- **Tujuan Latihan**: Bisakah Anda menyambung teks di bawah ini tentang sel-T dalam pengobatan kanker, dimulai tepat setelah kalimat terakhirnya?

- **Kutipan Dokumen**:
__________

Dalam beberapa tahun terakhir, gelombang penemuan telah mengembangkan berbagai teknik terbaru untuk menggunakan sel-T — sejenis sel darah putih — dalam pengobatan kanker.

Agar berhasil, sel-sel tersebut harus dipersiapkan, atau diperlakukan secara khusus sehingga dapat mengenali dan bereaksi terhadap sel kanker.

Melatih sel-T dengan cara ini biasanya terjadi pada kelenjar getah bening, sebuah kelenjar berukuran kecil berbentuk kacang yang ditemukan di seluruh tubuh yang menampung sel-T. Tetapi pada pasien yang menderita kanker dan gangguan sistem kekebalan tubuh lainnya, proses pembelajaran ini tidak bisa dilakukan.

Untuk mengatasi permasalahan tersebut, terapi untuk memicu sel-T yang saat ini lazim dilakukan adalah dengan mengeluarkan sel-T dari darah pasien penderita kanker dan menanamkannya kembali setelah dilakukan rekayasa genetika atau mengaktifkan sel-sel T-nya sehingga dapat mengenali kanker.

__________

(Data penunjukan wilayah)
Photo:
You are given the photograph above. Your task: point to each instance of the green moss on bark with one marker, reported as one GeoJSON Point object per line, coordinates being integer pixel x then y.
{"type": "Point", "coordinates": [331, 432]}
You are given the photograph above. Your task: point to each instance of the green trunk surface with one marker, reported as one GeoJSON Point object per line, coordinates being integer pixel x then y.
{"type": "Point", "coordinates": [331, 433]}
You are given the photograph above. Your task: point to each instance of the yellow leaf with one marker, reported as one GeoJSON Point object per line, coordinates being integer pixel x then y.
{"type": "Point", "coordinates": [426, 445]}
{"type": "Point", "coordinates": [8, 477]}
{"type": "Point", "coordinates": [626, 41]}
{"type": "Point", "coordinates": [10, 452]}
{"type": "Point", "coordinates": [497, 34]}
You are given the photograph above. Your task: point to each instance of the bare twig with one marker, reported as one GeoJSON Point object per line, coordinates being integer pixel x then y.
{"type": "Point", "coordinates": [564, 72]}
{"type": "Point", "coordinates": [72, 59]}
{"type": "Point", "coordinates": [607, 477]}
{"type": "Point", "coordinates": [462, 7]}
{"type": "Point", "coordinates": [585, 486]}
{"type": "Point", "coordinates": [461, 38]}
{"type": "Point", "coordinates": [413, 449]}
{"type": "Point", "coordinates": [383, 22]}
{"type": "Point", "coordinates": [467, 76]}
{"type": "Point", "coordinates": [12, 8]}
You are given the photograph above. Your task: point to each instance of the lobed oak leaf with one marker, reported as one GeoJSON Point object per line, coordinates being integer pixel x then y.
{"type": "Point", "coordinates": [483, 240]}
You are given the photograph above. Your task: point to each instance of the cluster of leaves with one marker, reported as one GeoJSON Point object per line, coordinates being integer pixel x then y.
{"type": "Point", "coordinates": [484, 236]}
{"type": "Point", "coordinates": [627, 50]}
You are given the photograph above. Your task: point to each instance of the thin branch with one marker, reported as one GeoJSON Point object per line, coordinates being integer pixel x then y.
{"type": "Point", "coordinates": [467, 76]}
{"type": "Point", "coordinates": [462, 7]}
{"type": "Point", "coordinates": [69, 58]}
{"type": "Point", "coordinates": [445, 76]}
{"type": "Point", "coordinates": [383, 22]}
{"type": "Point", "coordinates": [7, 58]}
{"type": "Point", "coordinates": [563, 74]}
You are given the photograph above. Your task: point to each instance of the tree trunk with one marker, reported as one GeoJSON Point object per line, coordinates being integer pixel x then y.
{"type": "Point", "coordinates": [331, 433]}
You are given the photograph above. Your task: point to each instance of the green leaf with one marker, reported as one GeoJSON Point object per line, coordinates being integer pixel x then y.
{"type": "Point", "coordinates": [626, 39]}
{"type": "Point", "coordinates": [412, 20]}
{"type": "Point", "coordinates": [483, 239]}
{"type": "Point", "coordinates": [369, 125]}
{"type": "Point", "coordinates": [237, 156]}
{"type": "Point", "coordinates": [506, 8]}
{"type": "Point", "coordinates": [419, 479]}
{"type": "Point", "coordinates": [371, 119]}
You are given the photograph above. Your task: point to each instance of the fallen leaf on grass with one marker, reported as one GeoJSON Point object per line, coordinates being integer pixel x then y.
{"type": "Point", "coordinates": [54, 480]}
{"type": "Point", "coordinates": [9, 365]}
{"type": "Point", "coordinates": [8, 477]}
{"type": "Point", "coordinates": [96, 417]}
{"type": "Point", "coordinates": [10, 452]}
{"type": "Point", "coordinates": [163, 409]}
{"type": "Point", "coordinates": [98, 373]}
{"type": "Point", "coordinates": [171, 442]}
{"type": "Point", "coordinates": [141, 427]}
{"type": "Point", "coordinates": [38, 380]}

__________

- **Jawaban Latihan**:
Salah satu perawatan tersebut, yang disebut dengan terapi CAR-T, biayanya sangat mahal dan masih terbatas. Selain itu, biasanya dibutuhkan sekitar enam hingga delapan minggu untuk membiakkan sel-T di dalam laboratorium dan setelah ditanamkan kembali ke dalam tubuh, sel-sel tersebut tidak akan mampu bertahan lama sehingga efek dari pengobatannya relatif singkat.

Para ilmuwan dari Johns Hopkins University menawarkan cara yang lebih efisien dalam rekayasa terhadap sel-T, dan laporannya diterbitkan di jurnal Advanced Materials.

“Kami percaya bahwa lingkungan sel-T sangat penting. Biologi tidak terjadi pada cawan plastik; namun terjadi pada jaringan,” kata John Hickey dari Universitas Johns Hopkins dan penulis pertama dari laporan penelitian.

Untuk membuat lingkungan sel T yang direkayasa lebih realistis secara biologis, Hickey mencoba menggunakan polimer seperti jeli, atau hidrogel, sebagai platform untuk sel-T. Dengan menggunakan hidrogel, para ilmuwan menambahkan dua jenis sinyal yang merangsang dan “mengajarkan” sel-T untuk mengasahnya terhadap target asing untuk dihancurkan.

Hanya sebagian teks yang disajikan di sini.